■ **Directions**
1. In the blog post on the holiday blues, what drink does the author suggest inviting a friend out for?
2. Carry on the blog post about overcoming the holiday blues from the point where it stops.

■ **Source document**
--- begin ---

This blog introduces you to my special brand of BIKE. I show you how to find your Best self, access your Inner strength, tune in to your Killer instincts, and use your Expressive voice. It's inspiring, spiritual, quirky, and it's all in your head. It's about ATTITUDE, not exercise, though that might be a side benefit.

Tuesday, December 22, 2009

How to overcome the holiday blues

It happens. Not everyone is thrilled with the holiday season. For some people, the holidays dredge up bad memories, act as a reminder of broken homes that never healed, and just aren't very merry at all.

If you've ever had reason to feel that way, you know what I'm taking about. There's no need to feel guilty about it. It really does happen more often than you might think.

If you're feeling it right now, here's a list of things I've done in the past to get through my own holiday seasons that played out to be less than cheerful. You don't have to do it all. Pick something and try it out. See what works. And if you can come up with your own list, share them with your friends. We're all in this together.

Here are my ten tips to tackle the holiday blues:

_Send out those greeting cards.
Even if you don't feel like it, the act of writing personal notes to your loved ones sends the message that you are loved in return. We all need to feel loved, especially when we're hurting inside.

_Decorate your personal space. It doesn't have to be elaborate, but pull out some of those decorations you have stored away and create a space where you can experience just a little bit of joy in your heart. You deserve that.

_Invite a friend to go out for hot apple cider. No need to stress about doing it yourself at home, when you might not feel like straightening up, so pick a place where you can meet. Pick the friend who makes you laugh the most, and avoid alcohol--it can only add to your down mood.

_Go for a walk, a bike ride, a short run.

--- end ---

■ **Collected material**
--- begin ---

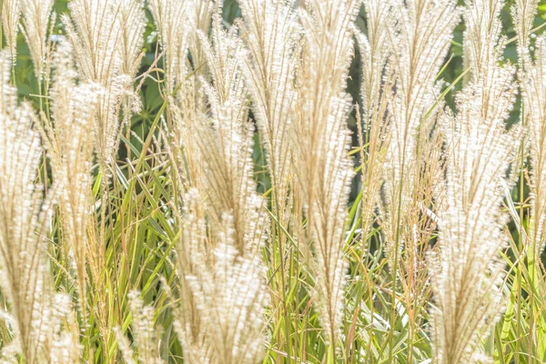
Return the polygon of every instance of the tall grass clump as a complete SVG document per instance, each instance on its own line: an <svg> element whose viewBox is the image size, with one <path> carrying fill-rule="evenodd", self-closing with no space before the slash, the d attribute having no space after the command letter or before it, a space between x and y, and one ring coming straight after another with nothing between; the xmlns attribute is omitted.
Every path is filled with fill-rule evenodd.
<svg viewBox="0 0 546 364"><path fill-rule="evenodd" d="M0 362L546 362L541 2L0 16Z"/></svg>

--- end ---

■ **Answer list**
1. Hot apple cider.

2.
Get out of the house and exercise. Even if it's cold out, the brisk air will do your heart and mind some good. Get those endorphins working for you and not against you.

_Watch a funny movie. Even if you have to do it by yourself, a funny movie is going to make you laugh, or at least smile. Your heart won't feel as heavy when it ends. Avoid movies that make you cry, unless you might need the release.

_Soak in the tub. When you're in a foul mood, sometimes a nice, hot bath can do wonders for stress relief. If you've been stuffing your feelings, the tub can also be a safe place to let loose the tears.

_Write in a journal.
Pouring out your feelings on paper is one of the best ways to unload the crap that might be vegging inside your head. If you think you've been focused on the negative for too long of a time already, then focus solely on writing about the good things you have going for you. Everyone has good things going on in their lives. Sometimes, you just might not be thinking about them. Writing positive thoughts down on paper will remind you of them.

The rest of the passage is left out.